══ INPUT MATERIAL ══

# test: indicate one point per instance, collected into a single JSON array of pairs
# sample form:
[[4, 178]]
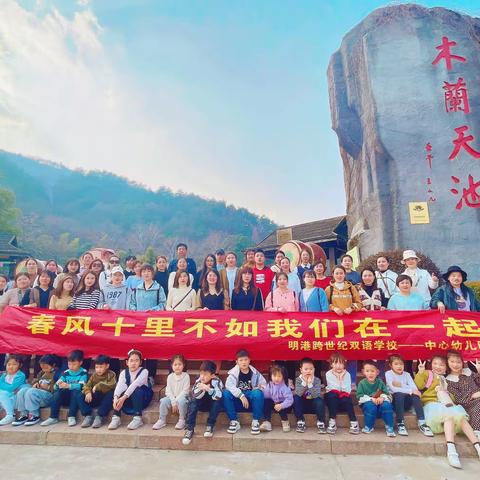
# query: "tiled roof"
[[318, 231]]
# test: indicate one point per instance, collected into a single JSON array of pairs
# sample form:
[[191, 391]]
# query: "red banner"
[[217, 335]]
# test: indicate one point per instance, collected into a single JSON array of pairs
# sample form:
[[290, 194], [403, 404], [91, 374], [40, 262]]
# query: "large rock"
[[387, 102]]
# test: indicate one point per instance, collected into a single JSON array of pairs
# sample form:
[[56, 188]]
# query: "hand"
[[421, 365]]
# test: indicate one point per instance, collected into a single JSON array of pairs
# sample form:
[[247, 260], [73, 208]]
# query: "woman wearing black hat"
[[455, 295]]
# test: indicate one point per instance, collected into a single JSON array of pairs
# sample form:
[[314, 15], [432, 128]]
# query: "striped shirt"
[[85, 301]]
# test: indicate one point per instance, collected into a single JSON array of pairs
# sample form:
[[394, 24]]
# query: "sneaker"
[[114, 423], [97, 422], [180, 425], [402, 430], [7, 420], [49, 421], [160, 423], [300, 426], [32, 420], [87, 422], [234, 427], [208, 431], [454, 460], [20, 421], [354, 428], [425, 429], [135, 423], [321, 428], [266, 426], [332, 426], [187, 437], [390, 432]]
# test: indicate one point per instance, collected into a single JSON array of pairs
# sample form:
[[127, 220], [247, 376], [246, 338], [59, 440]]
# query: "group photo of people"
[[443, 391]]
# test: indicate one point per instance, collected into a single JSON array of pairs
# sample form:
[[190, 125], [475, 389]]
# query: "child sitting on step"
[[133, 392], [10, 383], [66, 390], [206, 396], [278, 397], [337, 397], [176, 394], [30, 400], [374, 399]]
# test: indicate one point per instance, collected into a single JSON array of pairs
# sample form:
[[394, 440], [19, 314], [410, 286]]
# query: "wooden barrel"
[[292, 250], [318, 253]]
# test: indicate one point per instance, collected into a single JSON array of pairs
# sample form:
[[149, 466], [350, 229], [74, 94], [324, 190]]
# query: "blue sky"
[[227, 99]]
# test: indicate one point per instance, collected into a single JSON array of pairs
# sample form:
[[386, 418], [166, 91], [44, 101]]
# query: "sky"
[[225, 99]]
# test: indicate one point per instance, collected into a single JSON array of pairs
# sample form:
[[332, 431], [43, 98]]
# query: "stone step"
[[342, 443]]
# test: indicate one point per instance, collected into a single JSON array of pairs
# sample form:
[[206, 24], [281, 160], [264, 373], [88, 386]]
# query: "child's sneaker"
[[32, 420], [114, 422], [7, 420], [390, 432], [97, 422], [402, 430], [87, 422], [332, 426], [321, 428], [135, 423], [285, 426], [180, 425], [255, 428], [234, 427], [208, 431], [49, 421], [354, 428], [266, 426], [300, 426], [187, 437], [20, 421], [160, 423]]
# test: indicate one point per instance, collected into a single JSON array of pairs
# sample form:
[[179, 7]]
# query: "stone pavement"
[[73, 463]]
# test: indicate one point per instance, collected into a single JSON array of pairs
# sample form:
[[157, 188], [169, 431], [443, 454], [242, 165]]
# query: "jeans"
[[64, 396], [233, 404], [405, 401], [204, 404], [268, 409], [336, 403], [372, 412], [301, 404], [102, 401], [30, 400], [166, 405]]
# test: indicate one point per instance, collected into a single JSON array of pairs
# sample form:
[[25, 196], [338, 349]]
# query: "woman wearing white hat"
[[422, 281]]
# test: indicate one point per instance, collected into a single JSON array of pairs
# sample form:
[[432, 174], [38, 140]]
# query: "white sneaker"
[[114, 423], [161, 422], [180, 424], [266, 426], [7, 420], [454, 460], [135, 423]]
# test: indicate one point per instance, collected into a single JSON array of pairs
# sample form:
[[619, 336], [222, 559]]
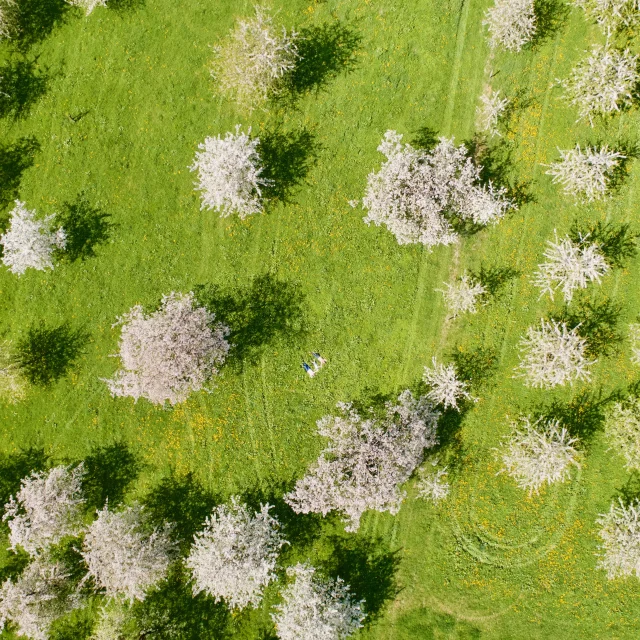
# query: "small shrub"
[[30, 243]]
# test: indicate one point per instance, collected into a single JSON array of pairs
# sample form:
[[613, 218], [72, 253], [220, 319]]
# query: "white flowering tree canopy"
[[417, 194], [47, 508], [169, 353], [366, 460], [431, 483], [37, 598], [552, 355], [253, 59], [585, 175], [611, 15], [13, 384], [620, 533], [569, 266], [489, 112], [463, 295], [622, 429], [8, 10], [445, 388], [229, 171], [30, 243], [88, 5], [234, 557], [511, 24], [539, 453], [125, 557], [603, 82], [314, 608]]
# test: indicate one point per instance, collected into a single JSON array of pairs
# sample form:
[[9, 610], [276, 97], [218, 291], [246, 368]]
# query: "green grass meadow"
[[490, 562]]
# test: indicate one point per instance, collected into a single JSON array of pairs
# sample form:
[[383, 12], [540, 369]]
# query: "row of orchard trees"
[[123, 556]]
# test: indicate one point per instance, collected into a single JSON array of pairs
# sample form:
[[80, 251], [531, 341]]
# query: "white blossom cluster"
[[366, 461], [30, 243], [539, 453], [316, 609], [620, 533], [169, 353], [416, 193], [511, 23], [569, 266], [47, 508], [37, 598], [13, 385], [490, 111], [611, 15], [463, 295], [8, 10], [603, 82], [622, 428], [229, 171], [553, 355], [88, 5], [234, 557], [585, 174], [432, 485], [124, 557], [445, 388], [253, 59]]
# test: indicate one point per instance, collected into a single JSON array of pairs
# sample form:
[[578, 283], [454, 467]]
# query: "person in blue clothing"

═══

REQUIREMENTS =
Render the records as a numbered list, from the start through the line holding "[[455, 295]]", inclusive, with blank lines and pictures omitted.

FINAL RESULT =
1. # test: indicate one point per instance, collected into a single JSON array of pairs
2. # sample form:
3. [[4, 178]]
4. # query: "tiled roof"
5. [[318, 231]]
6. # test: indicate one point per instance, collected into a single JSON array of pairs
7. # sample form:
8. [[191, 391]]
9. # query: "red banner"
10. [[217, 335]]
11. # test: indicate one point per instance, collected into a single JSON array of pairs
12. # sample form:
13. [[290, 194], [403, 404], [91, 374], [40, 262]]
14. # query: "large rock"
15. [[387, 102]]
16. # test: indicate one point per instance, collected into a single JSON array of pairs
17. # sample form:
18. [[56, 188]]
19. # query: "hand"
20. [[421, 365]]
21. # test: indicate one point per instance, collected into a single JSON array of pairs
22. # sample form:
23. [[247, 260], [73, 208]]
24. # query: "woman wearing black hat"
25. [[455, 295]]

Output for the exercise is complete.